■ **INPUT FOR THIS TASK**:
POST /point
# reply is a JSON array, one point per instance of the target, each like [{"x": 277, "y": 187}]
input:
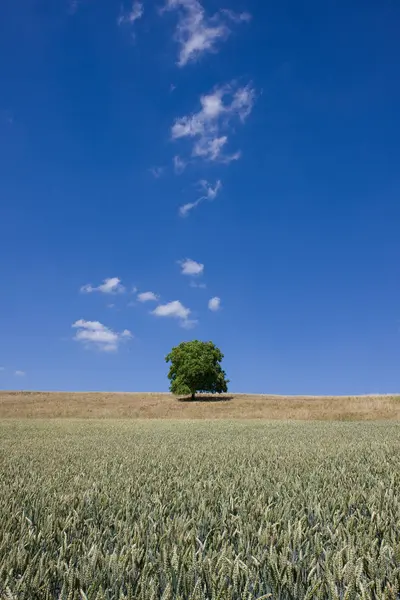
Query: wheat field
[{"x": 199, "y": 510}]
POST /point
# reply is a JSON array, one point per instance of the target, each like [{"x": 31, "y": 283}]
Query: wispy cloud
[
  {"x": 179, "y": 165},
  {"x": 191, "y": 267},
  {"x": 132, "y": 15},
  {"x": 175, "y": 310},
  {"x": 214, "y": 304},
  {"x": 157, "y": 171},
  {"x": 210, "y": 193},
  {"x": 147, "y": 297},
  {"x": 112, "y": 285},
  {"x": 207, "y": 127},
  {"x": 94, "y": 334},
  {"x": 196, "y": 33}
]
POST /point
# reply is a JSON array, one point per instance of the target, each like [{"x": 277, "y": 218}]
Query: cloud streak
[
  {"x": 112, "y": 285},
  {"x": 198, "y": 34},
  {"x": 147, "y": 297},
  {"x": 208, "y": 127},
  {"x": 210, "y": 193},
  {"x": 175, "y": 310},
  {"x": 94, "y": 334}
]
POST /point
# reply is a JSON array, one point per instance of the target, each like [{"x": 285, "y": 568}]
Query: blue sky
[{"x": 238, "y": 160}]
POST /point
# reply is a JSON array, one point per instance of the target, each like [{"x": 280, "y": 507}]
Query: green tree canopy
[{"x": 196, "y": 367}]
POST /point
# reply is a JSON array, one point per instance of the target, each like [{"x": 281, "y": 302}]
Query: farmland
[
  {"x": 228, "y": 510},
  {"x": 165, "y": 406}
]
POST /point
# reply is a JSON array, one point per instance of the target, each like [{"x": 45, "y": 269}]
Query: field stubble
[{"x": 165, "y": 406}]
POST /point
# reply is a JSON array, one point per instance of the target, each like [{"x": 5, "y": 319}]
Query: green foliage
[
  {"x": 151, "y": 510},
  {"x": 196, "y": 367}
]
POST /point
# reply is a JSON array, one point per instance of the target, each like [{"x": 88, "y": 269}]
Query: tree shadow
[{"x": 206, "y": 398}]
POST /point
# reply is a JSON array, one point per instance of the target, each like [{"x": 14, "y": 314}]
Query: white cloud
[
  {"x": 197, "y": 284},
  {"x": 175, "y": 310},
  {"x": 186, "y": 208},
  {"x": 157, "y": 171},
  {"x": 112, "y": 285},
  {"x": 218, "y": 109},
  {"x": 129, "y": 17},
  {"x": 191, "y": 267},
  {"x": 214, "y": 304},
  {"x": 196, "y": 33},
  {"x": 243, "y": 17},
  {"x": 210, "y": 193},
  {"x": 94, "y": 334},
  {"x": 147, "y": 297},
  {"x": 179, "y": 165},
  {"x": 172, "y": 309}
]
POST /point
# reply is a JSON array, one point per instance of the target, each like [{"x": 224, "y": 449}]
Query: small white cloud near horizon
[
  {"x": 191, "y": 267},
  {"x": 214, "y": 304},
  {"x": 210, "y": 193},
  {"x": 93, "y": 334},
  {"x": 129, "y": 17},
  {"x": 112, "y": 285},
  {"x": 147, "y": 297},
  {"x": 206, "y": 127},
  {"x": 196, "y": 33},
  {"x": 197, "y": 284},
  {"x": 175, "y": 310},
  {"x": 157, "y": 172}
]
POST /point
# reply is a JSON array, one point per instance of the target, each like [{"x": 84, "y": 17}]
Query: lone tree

==

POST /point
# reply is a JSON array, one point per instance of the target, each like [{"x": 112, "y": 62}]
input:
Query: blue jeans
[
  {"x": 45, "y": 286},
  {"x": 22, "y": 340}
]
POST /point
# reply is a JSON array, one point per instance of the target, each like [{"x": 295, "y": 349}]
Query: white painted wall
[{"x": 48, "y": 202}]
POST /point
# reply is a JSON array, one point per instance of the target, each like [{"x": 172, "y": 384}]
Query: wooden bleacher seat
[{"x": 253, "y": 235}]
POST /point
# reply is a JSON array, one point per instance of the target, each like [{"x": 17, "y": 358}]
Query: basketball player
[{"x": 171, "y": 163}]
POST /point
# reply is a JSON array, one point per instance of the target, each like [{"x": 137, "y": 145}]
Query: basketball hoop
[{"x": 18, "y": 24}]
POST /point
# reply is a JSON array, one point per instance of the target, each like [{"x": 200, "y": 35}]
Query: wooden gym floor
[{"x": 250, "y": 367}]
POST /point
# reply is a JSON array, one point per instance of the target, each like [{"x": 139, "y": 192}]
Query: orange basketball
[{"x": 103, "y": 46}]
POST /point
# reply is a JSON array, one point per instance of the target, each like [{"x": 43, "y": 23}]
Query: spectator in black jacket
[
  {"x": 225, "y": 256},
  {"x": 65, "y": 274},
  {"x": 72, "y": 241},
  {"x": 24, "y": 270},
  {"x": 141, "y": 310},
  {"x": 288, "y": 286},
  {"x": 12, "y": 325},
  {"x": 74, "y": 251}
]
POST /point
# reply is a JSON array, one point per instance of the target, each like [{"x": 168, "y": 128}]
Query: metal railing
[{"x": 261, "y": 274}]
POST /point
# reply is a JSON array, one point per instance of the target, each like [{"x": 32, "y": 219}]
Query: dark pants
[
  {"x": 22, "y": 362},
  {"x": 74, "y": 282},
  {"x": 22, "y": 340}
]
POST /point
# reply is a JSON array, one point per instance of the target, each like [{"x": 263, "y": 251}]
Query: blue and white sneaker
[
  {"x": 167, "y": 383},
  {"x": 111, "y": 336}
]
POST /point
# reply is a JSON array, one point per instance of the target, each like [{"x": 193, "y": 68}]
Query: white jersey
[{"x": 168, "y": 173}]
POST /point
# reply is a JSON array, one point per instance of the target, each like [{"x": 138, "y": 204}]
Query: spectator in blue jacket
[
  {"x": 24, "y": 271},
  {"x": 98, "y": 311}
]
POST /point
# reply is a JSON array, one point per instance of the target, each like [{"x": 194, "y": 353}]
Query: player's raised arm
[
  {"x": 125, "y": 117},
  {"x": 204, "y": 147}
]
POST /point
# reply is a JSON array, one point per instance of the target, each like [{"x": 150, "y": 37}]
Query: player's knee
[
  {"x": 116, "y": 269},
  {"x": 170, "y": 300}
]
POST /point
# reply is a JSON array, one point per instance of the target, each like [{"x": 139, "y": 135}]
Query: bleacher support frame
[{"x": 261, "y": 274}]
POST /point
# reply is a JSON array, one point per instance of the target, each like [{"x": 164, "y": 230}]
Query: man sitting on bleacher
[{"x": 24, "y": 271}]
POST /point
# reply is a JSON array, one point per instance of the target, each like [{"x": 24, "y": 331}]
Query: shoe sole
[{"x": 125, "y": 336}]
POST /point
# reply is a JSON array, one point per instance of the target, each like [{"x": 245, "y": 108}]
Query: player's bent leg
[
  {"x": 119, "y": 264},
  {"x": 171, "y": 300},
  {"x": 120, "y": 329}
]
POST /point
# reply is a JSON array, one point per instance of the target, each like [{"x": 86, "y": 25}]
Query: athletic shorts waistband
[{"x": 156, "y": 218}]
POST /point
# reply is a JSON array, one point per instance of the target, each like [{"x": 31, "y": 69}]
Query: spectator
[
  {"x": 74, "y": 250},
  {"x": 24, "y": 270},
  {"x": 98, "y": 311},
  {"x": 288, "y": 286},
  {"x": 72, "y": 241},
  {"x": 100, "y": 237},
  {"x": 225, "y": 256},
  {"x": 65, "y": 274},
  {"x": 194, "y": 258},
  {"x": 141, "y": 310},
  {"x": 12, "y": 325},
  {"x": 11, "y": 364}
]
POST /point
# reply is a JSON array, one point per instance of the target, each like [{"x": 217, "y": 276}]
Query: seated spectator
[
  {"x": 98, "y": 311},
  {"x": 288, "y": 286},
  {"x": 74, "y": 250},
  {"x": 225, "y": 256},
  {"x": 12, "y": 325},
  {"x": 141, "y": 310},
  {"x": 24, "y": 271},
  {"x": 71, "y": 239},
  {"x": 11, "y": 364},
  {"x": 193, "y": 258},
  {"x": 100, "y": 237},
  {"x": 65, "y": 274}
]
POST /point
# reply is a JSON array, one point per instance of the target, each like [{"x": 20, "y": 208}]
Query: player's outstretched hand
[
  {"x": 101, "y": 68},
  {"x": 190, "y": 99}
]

■ **WORK REQUEST**:
The listing above holds a line with "Query: green foliage" and a line with "Query: lone tree". Print the stretch from the first through the second, exactly and alone.

■ **SOLUTION FOR THIS EXERCISE**:
Query: green foliage
[
  {"x": 151, "y": 510},
  {"x": 196, "y": 367}
]
POST /point
# reply is a JSON array, one point per instance of the target, each like [{"x": 88, "y": 269}]
Query: tree shadow
[{"x": 206, "y": 398}]
POST /point
# reply is a JSON array, one point per instance of the target, each like [{"x": 14, "y": 314}]
Query: white cloud
[
  {"x": 197, "y": 284},
  {"x": 175, "y": 310},
  {"x": 186, "y": 208},
  {"x": 157, "y": 171},
  {"x": 112, "y": 285},
  {"x": 218, "y": 109},
  {"x": 129, "y": 17},
  {"x": 191, "y": 267},
  {"x": 214, "y": 304},
  {"x": 196, "y": 33},
  {"x": 243, "y": 17},
  {"x": 210, "y": 193},
  {"x": 94, "y": 334},
  {"x": 147, "y": 297},
  {"x": 179, "y": 165},
  {"x": 172, "y": 309}
]
POST /point
# reply is a JSON array, one point per instance of the target, each like [{"x": 224, "y": 449}]
Query: small white cloud near horizon
[
  {"x": 191, "y": 267},
  {"x": 214, "y": 304},
  {"x": 210, "y": 193},
  {"x": 93, "y": 334},
  {"x": 129, "y": 17},
  {"x": 112, "y": 285},
  {"x": 147, "y": 297},
  {"x": 206, "y": 127},
  {"x": 196, "y": 33},
  {"x": 197, "y": 284},
  {"x": 175, "y": 310},
  {"x": 157, "y": 172}
]
POST /point
# reply is a JSON array, one point per instance of the target, each like [{"x": 84, "y": 17}]
Query: lone tree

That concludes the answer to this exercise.